Object point labels:

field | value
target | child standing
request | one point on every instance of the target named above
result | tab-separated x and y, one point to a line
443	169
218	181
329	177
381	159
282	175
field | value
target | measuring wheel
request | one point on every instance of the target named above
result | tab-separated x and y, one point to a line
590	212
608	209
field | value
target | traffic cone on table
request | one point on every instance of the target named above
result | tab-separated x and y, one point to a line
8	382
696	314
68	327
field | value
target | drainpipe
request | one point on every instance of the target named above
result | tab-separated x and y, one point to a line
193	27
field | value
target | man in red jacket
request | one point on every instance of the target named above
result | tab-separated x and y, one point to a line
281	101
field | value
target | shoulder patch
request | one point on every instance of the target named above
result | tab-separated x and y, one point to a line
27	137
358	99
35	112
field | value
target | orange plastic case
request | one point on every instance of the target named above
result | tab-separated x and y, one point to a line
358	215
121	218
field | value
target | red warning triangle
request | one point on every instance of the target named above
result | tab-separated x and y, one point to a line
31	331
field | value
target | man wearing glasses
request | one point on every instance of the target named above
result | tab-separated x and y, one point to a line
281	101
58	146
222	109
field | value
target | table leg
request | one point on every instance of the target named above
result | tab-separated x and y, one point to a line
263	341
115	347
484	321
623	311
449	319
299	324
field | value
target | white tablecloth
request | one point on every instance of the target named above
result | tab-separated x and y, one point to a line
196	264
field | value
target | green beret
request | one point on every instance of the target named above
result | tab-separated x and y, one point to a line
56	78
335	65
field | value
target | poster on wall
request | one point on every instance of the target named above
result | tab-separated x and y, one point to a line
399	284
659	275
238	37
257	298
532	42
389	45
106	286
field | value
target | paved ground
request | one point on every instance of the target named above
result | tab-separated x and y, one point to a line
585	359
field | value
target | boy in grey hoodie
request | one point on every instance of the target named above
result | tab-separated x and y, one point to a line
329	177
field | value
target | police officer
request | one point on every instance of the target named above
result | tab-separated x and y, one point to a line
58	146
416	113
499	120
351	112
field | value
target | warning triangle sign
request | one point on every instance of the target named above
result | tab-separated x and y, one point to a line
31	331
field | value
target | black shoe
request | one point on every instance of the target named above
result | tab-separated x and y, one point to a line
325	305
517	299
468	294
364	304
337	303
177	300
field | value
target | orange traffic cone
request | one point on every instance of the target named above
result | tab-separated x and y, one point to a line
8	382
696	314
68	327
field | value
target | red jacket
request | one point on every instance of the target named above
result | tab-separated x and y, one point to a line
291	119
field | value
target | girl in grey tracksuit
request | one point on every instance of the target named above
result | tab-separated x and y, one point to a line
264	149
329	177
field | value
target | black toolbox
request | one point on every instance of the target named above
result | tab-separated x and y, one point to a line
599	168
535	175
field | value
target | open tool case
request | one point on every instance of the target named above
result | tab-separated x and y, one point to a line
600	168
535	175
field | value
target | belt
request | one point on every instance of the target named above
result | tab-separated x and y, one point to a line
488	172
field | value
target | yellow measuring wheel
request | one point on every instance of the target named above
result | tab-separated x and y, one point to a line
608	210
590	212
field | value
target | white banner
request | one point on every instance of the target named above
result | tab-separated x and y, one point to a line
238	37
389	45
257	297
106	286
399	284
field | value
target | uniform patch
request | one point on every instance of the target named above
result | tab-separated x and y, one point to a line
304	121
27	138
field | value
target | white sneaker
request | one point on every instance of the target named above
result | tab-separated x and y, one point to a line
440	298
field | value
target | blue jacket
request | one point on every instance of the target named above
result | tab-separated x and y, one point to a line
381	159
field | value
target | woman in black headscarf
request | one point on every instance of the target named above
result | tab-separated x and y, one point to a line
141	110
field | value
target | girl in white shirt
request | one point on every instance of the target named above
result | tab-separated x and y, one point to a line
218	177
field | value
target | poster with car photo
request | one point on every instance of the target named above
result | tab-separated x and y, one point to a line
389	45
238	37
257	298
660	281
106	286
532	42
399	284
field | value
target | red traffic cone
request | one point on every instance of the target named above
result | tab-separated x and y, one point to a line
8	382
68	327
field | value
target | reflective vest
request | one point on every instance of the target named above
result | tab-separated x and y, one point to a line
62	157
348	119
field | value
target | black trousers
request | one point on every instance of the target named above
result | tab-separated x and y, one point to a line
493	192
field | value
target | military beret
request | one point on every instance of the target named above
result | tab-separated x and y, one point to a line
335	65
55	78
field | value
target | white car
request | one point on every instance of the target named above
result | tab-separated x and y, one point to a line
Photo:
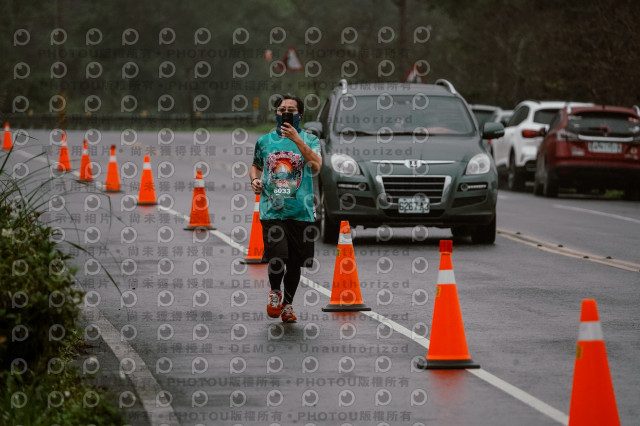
515	152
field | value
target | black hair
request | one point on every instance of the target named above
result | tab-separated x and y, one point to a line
279	100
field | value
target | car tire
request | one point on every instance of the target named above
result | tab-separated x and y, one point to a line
549	186
537	186
515	175
485	234
329	228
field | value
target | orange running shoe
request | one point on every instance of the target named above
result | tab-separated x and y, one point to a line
287	314
274	304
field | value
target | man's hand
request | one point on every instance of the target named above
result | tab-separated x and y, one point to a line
313	159
289	132
256	185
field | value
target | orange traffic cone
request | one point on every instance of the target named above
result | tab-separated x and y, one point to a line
592	399
345	291
147	194
64	163
448	345
256	243
7	144
113	176
86	173
199	206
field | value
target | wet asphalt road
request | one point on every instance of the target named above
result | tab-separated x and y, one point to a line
196	317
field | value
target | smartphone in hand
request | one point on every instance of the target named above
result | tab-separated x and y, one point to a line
287	117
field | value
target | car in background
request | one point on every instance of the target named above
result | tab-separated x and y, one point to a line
515	152
501	116
483	113
587	148
404	155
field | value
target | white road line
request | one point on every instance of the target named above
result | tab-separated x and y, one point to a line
596	212
147	378
148	389
495	381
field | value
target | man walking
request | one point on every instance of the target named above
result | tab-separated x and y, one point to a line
282	168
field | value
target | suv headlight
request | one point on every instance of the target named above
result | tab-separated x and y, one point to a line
479	164
345	165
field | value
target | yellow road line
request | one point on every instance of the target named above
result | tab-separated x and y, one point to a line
568	252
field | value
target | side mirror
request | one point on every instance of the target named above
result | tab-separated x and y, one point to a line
313	127
492	131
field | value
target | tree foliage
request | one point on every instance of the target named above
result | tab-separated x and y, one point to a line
494	51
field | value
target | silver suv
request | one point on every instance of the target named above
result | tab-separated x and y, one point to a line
404	155
515	152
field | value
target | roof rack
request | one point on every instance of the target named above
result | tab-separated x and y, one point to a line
343	84
447	84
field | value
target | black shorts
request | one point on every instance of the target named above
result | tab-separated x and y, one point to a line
289	240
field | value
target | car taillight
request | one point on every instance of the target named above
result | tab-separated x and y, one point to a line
528	133
562	148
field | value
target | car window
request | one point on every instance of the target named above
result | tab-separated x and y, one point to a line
544	116
482	116
604	124
519	116
403	114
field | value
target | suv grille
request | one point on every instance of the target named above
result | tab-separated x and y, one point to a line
408	186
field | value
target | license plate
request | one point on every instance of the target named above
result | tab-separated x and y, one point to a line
605	147
413	205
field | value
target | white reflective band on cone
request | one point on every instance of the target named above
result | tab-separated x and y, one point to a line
590	331
345	239
446	277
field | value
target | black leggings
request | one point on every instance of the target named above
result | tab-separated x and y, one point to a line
290	270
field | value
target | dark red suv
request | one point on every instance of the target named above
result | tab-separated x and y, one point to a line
594	147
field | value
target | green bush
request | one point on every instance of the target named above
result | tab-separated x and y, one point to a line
39	307
38	303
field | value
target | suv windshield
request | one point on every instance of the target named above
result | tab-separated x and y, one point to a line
402	114
604	124
482	116
545	116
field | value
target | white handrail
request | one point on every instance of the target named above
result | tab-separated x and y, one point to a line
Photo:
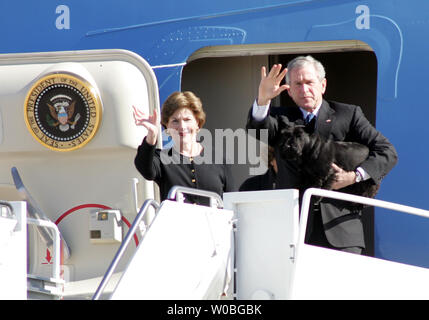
132	230
56	244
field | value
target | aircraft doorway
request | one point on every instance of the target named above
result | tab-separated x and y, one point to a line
228	85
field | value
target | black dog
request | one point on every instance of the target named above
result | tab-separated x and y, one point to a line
313	155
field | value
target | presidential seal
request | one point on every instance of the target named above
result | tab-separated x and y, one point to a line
62	111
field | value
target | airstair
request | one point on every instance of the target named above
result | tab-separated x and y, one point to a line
248	245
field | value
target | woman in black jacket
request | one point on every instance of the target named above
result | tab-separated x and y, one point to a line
184	164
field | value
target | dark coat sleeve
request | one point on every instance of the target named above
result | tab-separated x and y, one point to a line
382	154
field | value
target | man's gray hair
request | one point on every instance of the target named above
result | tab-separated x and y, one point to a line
301	61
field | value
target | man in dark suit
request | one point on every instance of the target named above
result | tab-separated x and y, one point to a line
332	224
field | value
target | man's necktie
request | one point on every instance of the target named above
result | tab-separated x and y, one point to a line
310	122
308	118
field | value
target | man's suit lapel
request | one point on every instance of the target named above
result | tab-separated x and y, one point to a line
325	120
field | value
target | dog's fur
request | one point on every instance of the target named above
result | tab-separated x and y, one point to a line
313	155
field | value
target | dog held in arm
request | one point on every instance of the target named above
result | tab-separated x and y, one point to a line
313	156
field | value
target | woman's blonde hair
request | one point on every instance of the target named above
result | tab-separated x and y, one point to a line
178	100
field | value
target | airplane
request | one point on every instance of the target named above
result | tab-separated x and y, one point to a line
113	55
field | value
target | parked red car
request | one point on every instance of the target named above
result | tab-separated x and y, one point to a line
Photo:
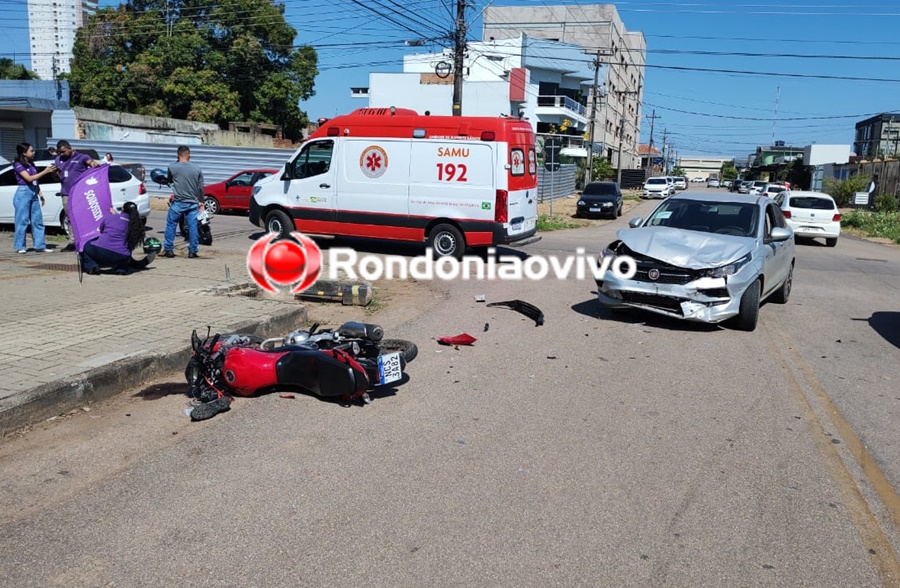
234	193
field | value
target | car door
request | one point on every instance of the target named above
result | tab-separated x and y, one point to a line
778	253
312	186
237	191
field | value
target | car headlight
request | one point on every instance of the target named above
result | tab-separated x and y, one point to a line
730	269
606	253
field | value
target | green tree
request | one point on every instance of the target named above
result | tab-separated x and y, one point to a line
223	61
10	70
602	170
728	171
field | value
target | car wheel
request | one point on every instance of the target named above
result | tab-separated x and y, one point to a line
749	312
446	240
781	295
211	204
280	223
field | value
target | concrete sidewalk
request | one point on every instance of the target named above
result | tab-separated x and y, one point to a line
67	344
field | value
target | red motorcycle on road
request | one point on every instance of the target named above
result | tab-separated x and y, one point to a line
345	364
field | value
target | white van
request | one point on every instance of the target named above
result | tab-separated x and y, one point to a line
450	182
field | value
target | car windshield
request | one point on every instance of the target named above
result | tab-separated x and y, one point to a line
724	218
600	190
811	202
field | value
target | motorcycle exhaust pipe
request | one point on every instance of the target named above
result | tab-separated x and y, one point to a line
356	330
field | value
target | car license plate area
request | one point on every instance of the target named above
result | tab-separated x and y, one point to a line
389	369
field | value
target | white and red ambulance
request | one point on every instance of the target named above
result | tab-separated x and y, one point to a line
389	173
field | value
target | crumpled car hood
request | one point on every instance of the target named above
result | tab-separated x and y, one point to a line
687	249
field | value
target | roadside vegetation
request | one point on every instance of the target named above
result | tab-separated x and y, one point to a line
883	222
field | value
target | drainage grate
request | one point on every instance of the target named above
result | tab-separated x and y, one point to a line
59	267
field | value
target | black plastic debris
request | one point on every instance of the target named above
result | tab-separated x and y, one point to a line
529	310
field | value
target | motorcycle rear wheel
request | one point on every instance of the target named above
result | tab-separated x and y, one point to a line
407	349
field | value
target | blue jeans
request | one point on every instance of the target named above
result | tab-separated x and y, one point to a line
176	209
94	257
27	207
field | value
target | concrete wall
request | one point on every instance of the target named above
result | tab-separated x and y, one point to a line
822	154
105	126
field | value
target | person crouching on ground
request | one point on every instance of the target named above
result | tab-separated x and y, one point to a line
120	233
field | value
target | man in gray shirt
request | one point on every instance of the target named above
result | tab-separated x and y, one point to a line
186	180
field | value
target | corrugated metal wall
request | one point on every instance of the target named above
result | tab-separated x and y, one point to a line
218	163
558	184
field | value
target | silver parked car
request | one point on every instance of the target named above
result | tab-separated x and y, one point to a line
706	258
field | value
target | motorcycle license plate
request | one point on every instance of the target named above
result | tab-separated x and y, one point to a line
389	369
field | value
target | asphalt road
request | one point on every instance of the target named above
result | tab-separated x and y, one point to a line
596	450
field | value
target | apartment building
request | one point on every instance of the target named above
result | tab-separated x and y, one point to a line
51	31
602	35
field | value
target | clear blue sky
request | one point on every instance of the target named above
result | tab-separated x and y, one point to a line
720	112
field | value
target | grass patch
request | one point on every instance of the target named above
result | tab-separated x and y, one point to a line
873	224
557	222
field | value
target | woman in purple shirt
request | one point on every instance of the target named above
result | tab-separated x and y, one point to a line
28	200
120	233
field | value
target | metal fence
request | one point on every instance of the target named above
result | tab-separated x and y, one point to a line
556	184
218	163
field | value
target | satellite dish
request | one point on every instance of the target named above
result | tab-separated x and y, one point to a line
443	69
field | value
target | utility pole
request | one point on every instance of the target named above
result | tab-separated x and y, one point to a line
650	146
459	55
665	153
588	172
619	157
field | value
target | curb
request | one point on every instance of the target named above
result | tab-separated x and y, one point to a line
55	398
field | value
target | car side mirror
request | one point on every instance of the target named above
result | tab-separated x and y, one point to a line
779	234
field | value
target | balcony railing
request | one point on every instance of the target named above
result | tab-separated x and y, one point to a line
563	102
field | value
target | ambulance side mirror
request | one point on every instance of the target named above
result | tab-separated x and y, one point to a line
287	175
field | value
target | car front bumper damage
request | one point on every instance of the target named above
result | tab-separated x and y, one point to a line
696	298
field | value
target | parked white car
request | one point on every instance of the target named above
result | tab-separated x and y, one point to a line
124	187
811	214
658	187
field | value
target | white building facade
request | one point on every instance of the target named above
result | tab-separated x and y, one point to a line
601	34
546	82
51	31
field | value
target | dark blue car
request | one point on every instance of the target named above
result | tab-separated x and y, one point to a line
600	199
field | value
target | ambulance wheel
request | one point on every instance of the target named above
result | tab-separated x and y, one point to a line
447	240
279	222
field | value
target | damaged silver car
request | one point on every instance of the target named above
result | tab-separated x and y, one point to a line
704	257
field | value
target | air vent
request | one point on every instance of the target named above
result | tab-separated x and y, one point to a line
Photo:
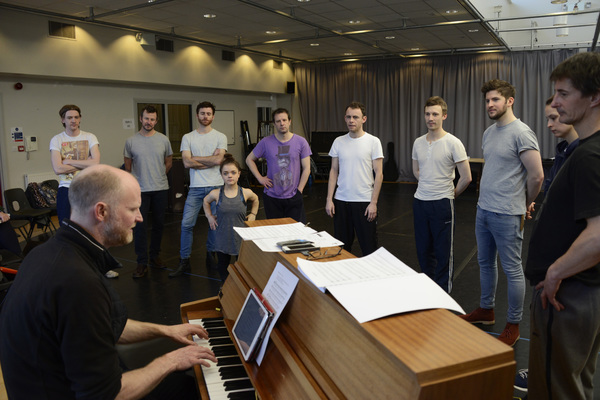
165	45
227	55
59	29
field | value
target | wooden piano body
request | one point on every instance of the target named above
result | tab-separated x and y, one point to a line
318	350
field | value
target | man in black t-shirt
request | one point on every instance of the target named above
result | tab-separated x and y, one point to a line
62	318
564	251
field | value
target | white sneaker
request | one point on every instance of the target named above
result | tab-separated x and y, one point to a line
111	274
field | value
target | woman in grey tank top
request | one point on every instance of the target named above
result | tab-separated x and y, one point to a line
231	211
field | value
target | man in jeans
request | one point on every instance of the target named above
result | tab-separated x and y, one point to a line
148	156
511	180
202	151
288	163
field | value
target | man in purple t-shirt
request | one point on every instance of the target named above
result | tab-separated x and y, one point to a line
288	168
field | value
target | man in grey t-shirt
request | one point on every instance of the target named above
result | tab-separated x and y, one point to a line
511	180
148	156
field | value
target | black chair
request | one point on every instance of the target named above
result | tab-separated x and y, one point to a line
20	209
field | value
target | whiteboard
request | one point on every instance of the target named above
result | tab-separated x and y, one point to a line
224	122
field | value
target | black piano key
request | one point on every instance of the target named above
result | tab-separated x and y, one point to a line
220	341
224	361
221	351
233	372
212	319
217	332
238	384
245	395
213	324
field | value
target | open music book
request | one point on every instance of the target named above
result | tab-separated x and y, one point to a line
377	285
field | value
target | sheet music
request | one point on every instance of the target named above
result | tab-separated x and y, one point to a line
320	239
370	300
274	231
377	285
377	265
277	292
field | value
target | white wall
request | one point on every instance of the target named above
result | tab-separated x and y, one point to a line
106	72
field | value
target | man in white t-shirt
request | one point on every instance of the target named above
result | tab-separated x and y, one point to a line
71	151
202	151
435	157
354	158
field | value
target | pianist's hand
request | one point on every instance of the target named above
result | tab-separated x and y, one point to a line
187	357
181	333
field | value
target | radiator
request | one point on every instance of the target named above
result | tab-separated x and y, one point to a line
39	177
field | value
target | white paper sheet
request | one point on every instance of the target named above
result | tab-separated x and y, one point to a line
274	231
320	239
378	265
374	299
277	292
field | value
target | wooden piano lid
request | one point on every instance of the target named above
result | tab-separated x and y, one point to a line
325	353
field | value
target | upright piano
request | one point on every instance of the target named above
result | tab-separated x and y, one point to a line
317	350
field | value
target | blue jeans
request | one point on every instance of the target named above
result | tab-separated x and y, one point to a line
500	234
193	205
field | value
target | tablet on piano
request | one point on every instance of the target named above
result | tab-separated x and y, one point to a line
252	323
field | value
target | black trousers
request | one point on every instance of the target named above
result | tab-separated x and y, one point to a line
350	218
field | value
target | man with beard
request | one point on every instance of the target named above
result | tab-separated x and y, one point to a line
148	156
511	180
202	151
563	262
62	318
288	168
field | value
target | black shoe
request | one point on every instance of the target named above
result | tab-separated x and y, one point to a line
184	266
156	262
140	271
211	260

> Task details:
How many lines in the rows contain the word "concrete"? Give only the number.

> Response below:
2